** Excerpt provided follows **
HotSpotter offers a rapid, easy-to-use method for analyzing one’s own and/or publicly available mutation data sets (as shown with the TCGA UCEC data set). This approach is, of course, limited by the particular features of the reference mutation data set employed, e.g. inclusion of cell lines and tissues, over- and under- representation of cancer types, the lack of a definitive sample denominator for many mutations, and redundancy of samples, etc. However, a strength of HotSpotter is its flexibility; it is agnostic to the particular methods that precede its use (e.g., mutation calling algorithms, false discovery rates, etc.). Essentially the same approach taken here can be used with most reference databases, other than COSMIC. HotSpotter provides a very quick tool delivering gene identities with associated mutation locations and frequencies overlaid upon a cancer mutation reference set (>1.5 million mutation calls in the example given). The viewer can rapidly see specific gene mutation sites and/or region patterns, and ready access to structured underlying data is also provided, upon which further analyses can be performed.

Methods

The Tableau Desktop business intelligence software [12] was employed to create an interface that displays the frequency/location of particular amino acid alterations derived from gene mutations identified within the TCGA UCEC sample set overlaid upon the frequency/location of particular amino acid alterations derived from mutations within the same gene within the COSMIC database version 66 [6].
** End of Excerpt provided **
** Supplied entries follows **
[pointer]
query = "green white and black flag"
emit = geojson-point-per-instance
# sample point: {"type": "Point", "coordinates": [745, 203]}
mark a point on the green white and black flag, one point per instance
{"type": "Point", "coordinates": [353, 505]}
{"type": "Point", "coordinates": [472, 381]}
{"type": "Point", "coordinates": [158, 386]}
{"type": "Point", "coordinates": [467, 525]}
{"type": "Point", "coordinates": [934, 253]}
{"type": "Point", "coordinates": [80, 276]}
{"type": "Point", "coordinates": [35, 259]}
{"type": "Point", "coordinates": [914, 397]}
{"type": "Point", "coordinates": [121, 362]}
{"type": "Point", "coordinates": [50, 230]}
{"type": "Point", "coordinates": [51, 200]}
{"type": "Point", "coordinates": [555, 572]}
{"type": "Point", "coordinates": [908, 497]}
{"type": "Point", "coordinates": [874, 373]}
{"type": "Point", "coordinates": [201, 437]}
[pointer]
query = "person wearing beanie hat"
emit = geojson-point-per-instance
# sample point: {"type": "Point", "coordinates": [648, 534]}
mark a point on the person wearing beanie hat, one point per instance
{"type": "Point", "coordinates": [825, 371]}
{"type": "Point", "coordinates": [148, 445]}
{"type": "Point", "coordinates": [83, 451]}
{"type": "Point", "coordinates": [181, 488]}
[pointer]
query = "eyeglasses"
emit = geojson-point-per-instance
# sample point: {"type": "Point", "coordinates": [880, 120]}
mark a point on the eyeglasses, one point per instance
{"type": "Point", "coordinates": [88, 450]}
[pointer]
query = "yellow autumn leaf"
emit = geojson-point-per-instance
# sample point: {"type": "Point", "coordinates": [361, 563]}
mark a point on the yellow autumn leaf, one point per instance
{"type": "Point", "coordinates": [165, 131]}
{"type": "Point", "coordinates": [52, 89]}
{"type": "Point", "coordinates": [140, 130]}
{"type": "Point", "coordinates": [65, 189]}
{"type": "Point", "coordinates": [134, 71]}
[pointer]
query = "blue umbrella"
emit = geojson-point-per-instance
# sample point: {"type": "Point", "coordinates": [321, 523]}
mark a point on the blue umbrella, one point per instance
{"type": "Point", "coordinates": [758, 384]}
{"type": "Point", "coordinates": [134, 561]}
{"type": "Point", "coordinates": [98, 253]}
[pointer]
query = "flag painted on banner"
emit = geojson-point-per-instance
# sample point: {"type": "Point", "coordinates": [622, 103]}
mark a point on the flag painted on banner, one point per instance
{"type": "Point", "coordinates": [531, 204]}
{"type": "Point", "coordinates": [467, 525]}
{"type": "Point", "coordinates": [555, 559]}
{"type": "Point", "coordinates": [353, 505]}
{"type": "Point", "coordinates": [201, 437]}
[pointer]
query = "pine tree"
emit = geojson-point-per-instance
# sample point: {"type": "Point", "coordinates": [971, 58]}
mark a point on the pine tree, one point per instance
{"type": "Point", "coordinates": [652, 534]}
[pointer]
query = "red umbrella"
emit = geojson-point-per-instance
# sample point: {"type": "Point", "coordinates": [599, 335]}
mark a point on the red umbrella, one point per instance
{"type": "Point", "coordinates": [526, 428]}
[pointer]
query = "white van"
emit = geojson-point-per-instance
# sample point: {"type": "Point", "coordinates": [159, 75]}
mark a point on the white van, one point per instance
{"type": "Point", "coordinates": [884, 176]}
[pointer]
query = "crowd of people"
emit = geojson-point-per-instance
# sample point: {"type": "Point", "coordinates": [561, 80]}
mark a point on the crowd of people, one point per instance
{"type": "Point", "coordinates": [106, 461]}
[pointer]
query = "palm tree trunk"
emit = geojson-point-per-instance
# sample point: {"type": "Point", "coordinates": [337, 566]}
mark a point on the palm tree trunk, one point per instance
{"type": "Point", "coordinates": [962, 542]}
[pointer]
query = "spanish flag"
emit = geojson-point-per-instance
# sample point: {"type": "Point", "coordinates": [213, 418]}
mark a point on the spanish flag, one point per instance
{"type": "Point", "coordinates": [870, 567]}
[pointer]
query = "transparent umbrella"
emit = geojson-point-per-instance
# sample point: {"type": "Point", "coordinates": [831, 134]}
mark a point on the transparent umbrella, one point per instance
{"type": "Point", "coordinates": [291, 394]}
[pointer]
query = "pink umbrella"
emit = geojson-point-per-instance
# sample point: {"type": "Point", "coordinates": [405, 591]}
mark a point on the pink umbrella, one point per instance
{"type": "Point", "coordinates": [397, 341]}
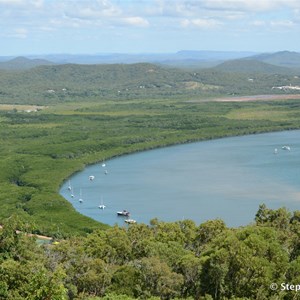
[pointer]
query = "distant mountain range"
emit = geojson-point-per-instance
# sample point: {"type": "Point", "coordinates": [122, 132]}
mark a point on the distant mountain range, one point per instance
{"type": "Point", "coordinates": [23, 63]}
{"type": "Point", "coordinates": [226, 61]}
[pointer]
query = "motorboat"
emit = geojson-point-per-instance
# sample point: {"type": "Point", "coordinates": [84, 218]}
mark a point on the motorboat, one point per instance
{"type": "Point", "coordinates": [123, 213]}
{"type": "Point", "coordinates": [130, 221]}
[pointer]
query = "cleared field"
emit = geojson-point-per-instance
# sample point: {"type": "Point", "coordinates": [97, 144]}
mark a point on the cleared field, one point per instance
{"type": "Point", "coordinates": [28, 108]}
{"type": "Point", "coordinates": [258, 98]}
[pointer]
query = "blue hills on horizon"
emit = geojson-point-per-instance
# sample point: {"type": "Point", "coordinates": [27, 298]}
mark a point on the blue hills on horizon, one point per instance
{"type": "Point", "coordinates": [228, 60]}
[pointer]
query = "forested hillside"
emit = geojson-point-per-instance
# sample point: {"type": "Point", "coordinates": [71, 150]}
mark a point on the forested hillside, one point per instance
{"type": "Point", "coordinates": [55, 120]}
{"type": "Point", "coordinates": [45, 85]}
{"type": "Point", "coordinates": [159, 261]}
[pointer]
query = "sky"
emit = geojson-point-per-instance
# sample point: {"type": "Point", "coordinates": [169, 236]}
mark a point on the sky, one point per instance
{"type": "Point", "coordinates": [147, 26]}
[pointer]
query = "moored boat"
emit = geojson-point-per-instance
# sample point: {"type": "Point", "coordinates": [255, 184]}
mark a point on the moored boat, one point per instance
{"type": "Point", "coordinates": [123, 213]}
{"type": "Point", "coordinates": [130, 221]}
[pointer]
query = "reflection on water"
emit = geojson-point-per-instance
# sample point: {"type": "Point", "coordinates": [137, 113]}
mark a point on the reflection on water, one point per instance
{"type": "Point", "coordinates": [225, 178]}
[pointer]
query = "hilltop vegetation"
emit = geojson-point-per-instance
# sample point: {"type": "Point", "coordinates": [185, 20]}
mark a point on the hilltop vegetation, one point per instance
{"type": "Point", "coordinates": [89, 113]}
{"type": "Point", "coordinates": [45, 85]}
{"type": "Point", "coordinates": [177, 260]}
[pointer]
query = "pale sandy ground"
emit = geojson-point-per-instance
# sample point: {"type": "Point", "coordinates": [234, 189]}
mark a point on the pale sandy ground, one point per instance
{"type": "Point", "coordinates": [257, 98]}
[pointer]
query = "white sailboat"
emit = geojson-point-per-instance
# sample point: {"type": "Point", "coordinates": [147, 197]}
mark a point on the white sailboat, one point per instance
{"type": "Point", "coordinates": [80, 197]}
{"type": "Point", "coordinates": [101, 206]}
{"type": "Point", "coordinates": [69, 186]}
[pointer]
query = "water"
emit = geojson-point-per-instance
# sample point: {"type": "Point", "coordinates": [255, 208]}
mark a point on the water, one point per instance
{"type": "Point", "coordinates": [226, 178]}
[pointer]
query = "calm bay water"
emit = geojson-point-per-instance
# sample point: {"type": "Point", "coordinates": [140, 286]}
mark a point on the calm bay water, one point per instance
{"type": "Point", "coordinates": [225, 178]}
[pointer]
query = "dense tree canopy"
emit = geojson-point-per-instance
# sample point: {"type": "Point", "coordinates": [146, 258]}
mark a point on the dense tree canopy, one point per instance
{"type": "Point", "coordinates": [163, 260]}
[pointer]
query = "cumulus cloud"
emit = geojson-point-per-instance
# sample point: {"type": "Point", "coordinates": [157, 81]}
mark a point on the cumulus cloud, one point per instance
{"type": "Point", "coordinates": [201, 23]}
{"type": "Point", "coordinates": [136, 21]}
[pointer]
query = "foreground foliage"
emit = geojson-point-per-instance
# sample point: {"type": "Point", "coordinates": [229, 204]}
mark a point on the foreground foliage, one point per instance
{"type": "Point", "coordinates": [39, 150]}
{"type": "Point", "coordinates": [161, 261]}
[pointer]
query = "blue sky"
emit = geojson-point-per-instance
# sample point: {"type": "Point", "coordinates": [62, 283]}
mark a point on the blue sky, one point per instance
{"type": "Point", "coordinates": [147, 26]}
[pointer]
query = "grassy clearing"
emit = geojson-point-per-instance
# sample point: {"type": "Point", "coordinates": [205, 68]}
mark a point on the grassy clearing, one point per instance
{"type": "Point", "coordinates": [41, 150]}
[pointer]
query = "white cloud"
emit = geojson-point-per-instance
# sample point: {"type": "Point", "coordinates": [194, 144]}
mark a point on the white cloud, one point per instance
{"type": "Point", "coordinates": [136, 21]}
{"type": "Point", "coordinates": [20, 33]}
{"type": "Point", "coordinates": [282, 23]}
{"type": "Point", "coordinates": [201, 23]}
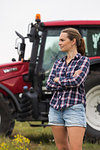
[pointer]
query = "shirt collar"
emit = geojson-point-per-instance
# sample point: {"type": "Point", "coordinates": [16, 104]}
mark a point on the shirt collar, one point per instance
{"type": "Point", "coordinates": [77, 56]}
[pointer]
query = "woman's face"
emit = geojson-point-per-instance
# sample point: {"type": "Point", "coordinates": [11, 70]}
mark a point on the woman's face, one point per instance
{"type": "Point", "coordinates": [65, 43]}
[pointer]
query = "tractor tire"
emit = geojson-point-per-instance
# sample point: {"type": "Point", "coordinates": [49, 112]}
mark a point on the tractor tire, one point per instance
{"type": "Point", "coordinates": [92, 87]}
{"type": "Point", "coordinates": [6, 120]}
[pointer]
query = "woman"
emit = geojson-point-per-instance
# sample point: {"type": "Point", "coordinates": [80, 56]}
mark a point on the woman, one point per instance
{"type": "Point", "coordinates": [67, 106]}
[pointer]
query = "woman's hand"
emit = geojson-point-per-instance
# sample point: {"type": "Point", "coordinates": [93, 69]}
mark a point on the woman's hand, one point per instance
{"type": "Point", "coordinates": [77, 73]}
{"type": "Point", "coordinates": [56, 79]}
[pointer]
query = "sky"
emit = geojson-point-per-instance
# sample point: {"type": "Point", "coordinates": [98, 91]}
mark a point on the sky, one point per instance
{"type": "Point", "coordinates": [15, 15]}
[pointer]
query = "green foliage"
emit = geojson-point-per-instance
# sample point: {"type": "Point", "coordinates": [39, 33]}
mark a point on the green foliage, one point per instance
{"type": "Point", "coordinates": [25, 137]}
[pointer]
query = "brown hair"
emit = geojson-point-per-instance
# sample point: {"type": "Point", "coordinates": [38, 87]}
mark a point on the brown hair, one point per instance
{"type": "Point", "coordinates": [74, 33]}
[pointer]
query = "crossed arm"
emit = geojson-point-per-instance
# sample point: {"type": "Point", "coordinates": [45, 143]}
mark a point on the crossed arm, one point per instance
{"type": "Point", "coordinates": [57, 83]}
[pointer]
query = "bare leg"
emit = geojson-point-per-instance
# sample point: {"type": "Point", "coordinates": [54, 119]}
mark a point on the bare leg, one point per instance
{"type": "Point", "coordinates": [76, 135]}
{"type": "Point", "coordinates": [61, 137]}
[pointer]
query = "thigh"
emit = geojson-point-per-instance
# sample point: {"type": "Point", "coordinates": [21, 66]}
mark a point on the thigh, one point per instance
{"type": "Point", "coordinates": [61, 137]}
{"type": "Point", "coordinates": [76, 135]}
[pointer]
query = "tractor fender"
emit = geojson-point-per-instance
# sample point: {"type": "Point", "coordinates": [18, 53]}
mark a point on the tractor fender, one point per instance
{"type": "Point", "coordinates": [12, 96]}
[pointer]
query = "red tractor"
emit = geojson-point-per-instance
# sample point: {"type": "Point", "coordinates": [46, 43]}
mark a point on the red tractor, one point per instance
{"type": "Point", "coordinates": [23, 96]}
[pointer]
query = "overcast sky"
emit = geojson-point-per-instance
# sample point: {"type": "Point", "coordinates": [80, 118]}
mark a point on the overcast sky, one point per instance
{"type": "Point", "coordinates": [17, 14]}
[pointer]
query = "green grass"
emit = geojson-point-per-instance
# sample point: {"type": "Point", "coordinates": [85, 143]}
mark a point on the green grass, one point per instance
{"type": "Point", "coordinates": [41, 138]}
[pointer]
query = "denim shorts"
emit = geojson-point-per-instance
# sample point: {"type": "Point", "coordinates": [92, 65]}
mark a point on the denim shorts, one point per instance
{"type": "Point", "coordinates": [71, 116]}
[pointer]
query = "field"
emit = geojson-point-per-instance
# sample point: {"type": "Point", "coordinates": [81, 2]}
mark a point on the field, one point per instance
{"type": "Point", "coordinates": [40, 138]}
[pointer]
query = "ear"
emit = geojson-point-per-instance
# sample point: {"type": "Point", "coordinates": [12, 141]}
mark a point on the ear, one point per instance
{"type": "Point", "coordinates": [74, 41]}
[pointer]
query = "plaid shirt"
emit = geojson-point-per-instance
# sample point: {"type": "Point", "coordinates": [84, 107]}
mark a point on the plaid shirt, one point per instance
{"type": "Point", "coordinates": [68, 90]}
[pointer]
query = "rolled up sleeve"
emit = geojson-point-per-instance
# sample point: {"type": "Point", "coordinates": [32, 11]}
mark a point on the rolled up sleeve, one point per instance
{"type": "Point", "coordinates": [78, 79]}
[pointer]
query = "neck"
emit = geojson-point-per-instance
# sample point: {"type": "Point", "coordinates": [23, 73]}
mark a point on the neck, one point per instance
{"type": "Point", "coordinates": [71, 54]}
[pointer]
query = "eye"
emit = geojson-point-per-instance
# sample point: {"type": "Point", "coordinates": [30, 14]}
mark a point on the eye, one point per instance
{"type": "Point", "coordinates": [61, 40]}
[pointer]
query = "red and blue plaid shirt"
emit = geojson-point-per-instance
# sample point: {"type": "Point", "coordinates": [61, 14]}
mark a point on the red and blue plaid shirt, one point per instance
{"type": "Point", "coordinates": [68, 90]}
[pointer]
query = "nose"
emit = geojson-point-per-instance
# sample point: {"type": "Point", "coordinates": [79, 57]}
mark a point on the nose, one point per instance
{"type": "Point", "coordinates": [59, 43]}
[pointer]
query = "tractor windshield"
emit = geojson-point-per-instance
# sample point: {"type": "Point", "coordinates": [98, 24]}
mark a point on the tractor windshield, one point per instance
{"type": "Point", "coordinates": [52, 51]}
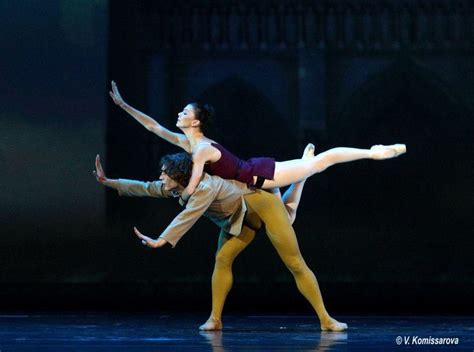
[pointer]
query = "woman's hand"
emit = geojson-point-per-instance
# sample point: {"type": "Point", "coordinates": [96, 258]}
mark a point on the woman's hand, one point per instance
{"type": "Point", "coordinates": [99, 171]}
{"type": "Point", "coordinates": [147, 241]}
{"type": "Point", "coordinates": [115, 95]}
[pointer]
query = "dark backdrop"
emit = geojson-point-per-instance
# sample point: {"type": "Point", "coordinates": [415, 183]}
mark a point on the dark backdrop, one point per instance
{"type": "Point", "coordinates": [385, 236]}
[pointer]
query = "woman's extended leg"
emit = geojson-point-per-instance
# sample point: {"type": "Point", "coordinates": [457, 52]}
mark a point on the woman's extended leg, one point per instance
{"type": "Point", "coordinates": [229, 247]}
{"type": "Point", "coordinates": [292, 195]}
{"type": "Point", "coordinates": [293, 171]}
{"type": "Point", "coordinates": [281, 234]}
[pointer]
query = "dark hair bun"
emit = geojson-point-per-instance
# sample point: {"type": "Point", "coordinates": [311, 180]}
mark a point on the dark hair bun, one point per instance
{"type": "Point", "coordinates": [209, 111]}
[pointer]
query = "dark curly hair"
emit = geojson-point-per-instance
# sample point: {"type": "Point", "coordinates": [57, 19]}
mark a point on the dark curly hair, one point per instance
{"type": "Point", "coordinates": [178, 167]}
{"type": "Point", "coordinates": [205, 114]}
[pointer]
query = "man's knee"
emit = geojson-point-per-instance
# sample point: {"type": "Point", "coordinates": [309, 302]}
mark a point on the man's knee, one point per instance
{"type": "Point", "coordinates": [296, 264]}
{"type": "Point", "coordinates": [223, 259]}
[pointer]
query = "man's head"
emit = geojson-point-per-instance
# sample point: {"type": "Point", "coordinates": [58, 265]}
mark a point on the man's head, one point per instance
** End of Supplied entries **
What you need to do —
**1)** List the limitations of the reference mutation data set that the HotSpotter excerpt gives as examples.
**2)** From the HotSpotter excerpt, copy the stretch from "The Tableau Desktop" through "version 66 [6]." word for word.
**3)** According to the HotSpotter excerpt, what makes HotSpotter flexible? Answer in one to three sentences.

Expected responses —
**1)**
- Inclusion of cell lines and tissues
- Over- and under-representation of cancer types
- The lack of a definitive sample denominator for many mutations
- Redundancy of samples

**2)**
The Tableau Desktop business intelligence software [12] was employed to create an interface that displays the frequency/location of particular amino acid alterations derived from gene mutations identified within the TCGA UCEC sample set overlaid upon the frequency/location of particular amino acid alterations derived from mutations within the same gene within the COSMIC database version 66 [6].

**3)** HotSpotter is agnostic to the particular methods that precede its use, such as mutation calling algorithms and false discovery rates.